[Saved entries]
* * * * *
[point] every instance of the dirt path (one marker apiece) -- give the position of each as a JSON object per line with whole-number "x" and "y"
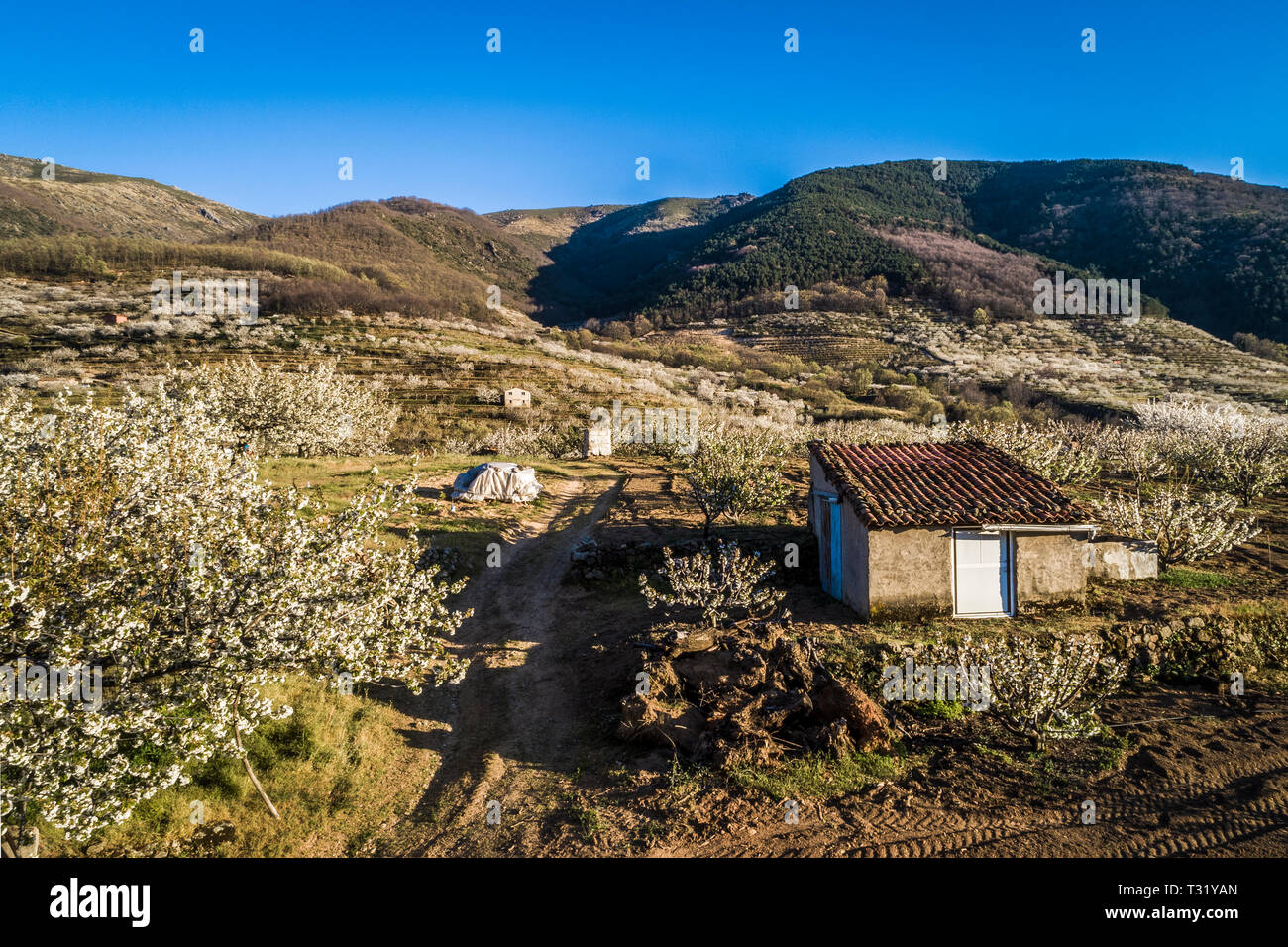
{"x": 1223, "y": 792}
{"x": 509, "y": 732}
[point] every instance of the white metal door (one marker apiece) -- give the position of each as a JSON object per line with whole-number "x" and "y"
{"x": 983, "y": 567}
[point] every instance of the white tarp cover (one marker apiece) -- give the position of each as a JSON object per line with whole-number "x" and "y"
{"x": 497, "y": 480}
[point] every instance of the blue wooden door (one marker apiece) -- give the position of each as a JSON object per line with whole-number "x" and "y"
{"x": 835, "y": 557}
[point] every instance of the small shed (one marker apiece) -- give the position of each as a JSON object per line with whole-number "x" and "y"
{"x": 951, "y": 528}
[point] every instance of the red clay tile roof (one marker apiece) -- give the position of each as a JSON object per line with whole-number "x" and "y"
{"x": 962, "y": 483}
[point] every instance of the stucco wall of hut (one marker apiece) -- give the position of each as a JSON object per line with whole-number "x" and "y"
{"x": 910, "y": 570}
{"x": 1050, "y": 567}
* * * * *
# WHAT THIS TASK INVOLVES
Word for word, give the entries above again, with no images included.

# RESPONSE AREA
[point] every instance of the dirt path (one marker apiece) -- give the position of each as a JSON object per line with whole-number "x" and "y"
{"x": 1223, "y": 792}
{"x": 509, "y": 732}
[point] every instance of the white metal door (one marker apiece) -- give the position of each as a JSON object per line with whole-number "x" and "y"
{"x": 983, "y": 567}
[point] every instance of the white tarp cover (one marker apiece) -- give the position of each as a JSON object per line with whole-number "x" and "y"
{"x": 497, "y": 480}
[point] every instance of the blue wooden door (one marker apiece) -- give the position of each as a JSON object per line with whole-number "x" and "y"
{"x": 835, "y": 557}
[point] every instance of the small shed (one marker apiece) -- give the position of each as a JSON object per line with whole-number "x" and "y"
{"x": 951, "y": 528}
[point] every instance of the red clay tile roof (one marker apiece) -- give the position of each as a JSON object per line with whole-number "x" and "y"
{"x": 962, "y": 483}
[point] every instance of the stucco wall of hut (one marker apiece) -- give the position of each as a JSON object per line with whole-number "x" and "y"
{"x": 910, "y": 570}
{"x": 1050, "y": 567}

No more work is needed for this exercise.